▸ **作業指示**
下の抜粋にあるESTJタイプの例で、「What(何を)」として挙げられている項目をすべて列挙してください。

▸ **抜粋**
------------
この5W1Hにあてはめて考えることで、場面を人に伝わりやすい形で具体的に説明することが可能です。
【自己PR文を作る】5W1Hを利用した言語化のプロセス
例として、自己PR文を5W1Hにあてはめて考えてみましょう。
(1)ESTJタイプの人が「計画性があり、効率的で、目標達成に強い意欲を持っている」という個性と関連付けて自己PR文を作る場合の例です。
自己PR:
「私は目標を設定し、それを達成することにやりがいを感じます。
目標達成のために必要なスキルを積極的に習得したり、諦めずに解決策を探したり、周囲の人々と協力したりして努力し、目標達成を通して組織に貢献することを目標としています。
また、計画を立てたり効率化を行ったりすることが得意です。
新規プロジェクトのリーダーになった際は、明確な目標を設定し、計画を立て、チームメンバーを指導し、プロジェクトを成功に導きたいと考えています。
また、定期的に進捗状況を確認し、必要に応じて計画を修正することで、プロジェクトの成功率を高めたいと考えています。」
この自己PRを5W1Hにあてはめて考えてみると、
When(いつ): 新規プロジェクトのリーダーになった時
Where(どこで): プロジェクトチーム
Who(誰が): ESTJ型の個性を持つリーダー
What(何を): プロジェクトの計画、目標設定、実行、管理、効率化
Why(なぜ): ESTJタイプの個性として、計画性があり、効率的で、目標達成に強い意欲を持っているため
How(どのように): 明確な目標を設定して達成に向けて効率的な計画を立てたり、チームメンバーを指導したりして
となります。
(2)次に、ESFPタイプの場合でを考えてみましょう。
「社交的で人を楽しませることが得意、新しいことに興味がある」という個性と関連付けて文章を作ります。
自己PR:
「私は新しいことに興味があり、社交的で人を楽しませることが得意です。
新商品の発表会では、デモンストレーションや体験型のイベントを企画し、顧客に商品の魅力を直接体験してもらうことで、購買意欲を高めたいと考えています。
また、顧客とのコミュニケーションを大切にし、彼らの意見を聞きながら、より良い商品開発に繋げたいと考えています。」
この自己PRを5W1Hにあてはめて考えてみると、
When(いつ): 新商品の発表会で
Where(どこで): 展示会会場
Who(誰が): ESFPタイプの個性を持つ営業担当
What(何を): 新商品のプレゼンテーション・顧客とのコミュニケーション
Why(なぜ): ESFPタイプの個性として、社交的で、人を楽しませることが得意で、新しいことに興味があるから
How(どのように): デモンストレーションや体験型のイベントを企画し、顧客の興味を引きつける
顧客とのコミュニケーションを大切にし、フィードバックを活かして改善につなげる
自己PRの例を挙げてみましたが、いかがでしょうか?
------------
保存済みデータ項目
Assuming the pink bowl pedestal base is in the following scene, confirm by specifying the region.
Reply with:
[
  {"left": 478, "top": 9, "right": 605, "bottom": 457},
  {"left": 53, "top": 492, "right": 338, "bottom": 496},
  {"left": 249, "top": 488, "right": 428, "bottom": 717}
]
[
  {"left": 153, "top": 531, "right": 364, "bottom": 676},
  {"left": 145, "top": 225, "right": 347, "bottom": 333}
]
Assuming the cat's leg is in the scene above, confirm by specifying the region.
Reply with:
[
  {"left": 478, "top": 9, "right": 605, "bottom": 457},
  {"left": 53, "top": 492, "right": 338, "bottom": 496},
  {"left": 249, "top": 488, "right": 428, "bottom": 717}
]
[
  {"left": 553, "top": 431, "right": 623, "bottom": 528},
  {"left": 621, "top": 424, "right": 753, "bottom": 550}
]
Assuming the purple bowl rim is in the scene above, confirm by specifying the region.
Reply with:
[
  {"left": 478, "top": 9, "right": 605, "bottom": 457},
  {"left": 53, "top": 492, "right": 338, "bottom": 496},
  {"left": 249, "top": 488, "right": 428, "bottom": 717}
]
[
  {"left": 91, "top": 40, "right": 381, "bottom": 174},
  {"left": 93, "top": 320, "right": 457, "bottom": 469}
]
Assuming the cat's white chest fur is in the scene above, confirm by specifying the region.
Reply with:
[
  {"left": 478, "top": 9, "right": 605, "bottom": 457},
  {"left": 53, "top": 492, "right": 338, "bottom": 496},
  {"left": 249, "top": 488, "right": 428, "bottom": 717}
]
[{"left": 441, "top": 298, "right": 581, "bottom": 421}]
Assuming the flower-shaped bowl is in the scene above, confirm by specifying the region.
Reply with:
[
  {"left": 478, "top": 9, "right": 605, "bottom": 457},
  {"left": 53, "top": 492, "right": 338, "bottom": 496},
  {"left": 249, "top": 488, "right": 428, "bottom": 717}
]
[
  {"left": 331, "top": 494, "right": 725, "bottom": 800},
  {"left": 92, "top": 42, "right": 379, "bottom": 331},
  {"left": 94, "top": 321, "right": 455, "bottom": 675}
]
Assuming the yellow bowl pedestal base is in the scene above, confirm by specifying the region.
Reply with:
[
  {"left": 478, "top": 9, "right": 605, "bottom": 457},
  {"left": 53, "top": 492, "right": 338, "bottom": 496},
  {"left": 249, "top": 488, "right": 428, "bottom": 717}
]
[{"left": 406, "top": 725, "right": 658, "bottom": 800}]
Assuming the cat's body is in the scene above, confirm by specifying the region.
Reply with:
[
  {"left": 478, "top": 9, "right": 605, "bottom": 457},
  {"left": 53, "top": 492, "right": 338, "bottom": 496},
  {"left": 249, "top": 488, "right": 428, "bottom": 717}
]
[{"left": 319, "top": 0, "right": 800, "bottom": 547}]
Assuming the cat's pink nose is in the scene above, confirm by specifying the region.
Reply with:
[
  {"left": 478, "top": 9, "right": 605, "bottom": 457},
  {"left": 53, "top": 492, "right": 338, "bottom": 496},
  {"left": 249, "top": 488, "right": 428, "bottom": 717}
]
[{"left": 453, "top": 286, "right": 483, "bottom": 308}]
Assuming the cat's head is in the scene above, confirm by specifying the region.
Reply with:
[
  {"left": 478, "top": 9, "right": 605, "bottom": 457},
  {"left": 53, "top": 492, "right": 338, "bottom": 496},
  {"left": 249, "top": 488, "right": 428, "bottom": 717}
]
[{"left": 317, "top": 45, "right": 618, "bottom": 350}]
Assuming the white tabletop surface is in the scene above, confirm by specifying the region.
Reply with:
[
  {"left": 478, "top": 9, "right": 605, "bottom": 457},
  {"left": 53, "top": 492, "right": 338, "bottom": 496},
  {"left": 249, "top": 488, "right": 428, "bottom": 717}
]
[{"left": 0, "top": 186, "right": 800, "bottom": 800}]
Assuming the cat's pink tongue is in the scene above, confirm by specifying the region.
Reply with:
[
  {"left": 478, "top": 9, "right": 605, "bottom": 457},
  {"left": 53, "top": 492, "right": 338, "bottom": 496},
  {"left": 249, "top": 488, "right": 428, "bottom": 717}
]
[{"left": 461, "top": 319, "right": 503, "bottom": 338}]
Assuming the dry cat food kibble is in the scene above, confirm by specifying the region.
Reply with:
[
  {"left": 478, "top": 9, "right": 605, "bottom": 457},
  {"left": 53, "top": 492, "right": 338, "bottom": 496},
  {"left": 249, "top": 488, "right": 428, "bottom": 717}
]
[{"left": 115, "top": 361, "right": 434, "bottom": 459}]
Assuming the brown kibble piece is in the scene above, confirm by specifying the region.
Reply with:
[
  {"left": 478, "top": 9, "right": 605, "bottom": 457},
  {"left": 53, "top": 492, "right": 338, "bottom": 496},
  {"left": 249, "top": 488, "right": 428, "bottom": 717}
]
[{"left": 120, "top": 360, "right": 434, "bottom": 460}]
------------
▸ **回答**
プロジェクトの計画、目標設定、実行、管理、効率化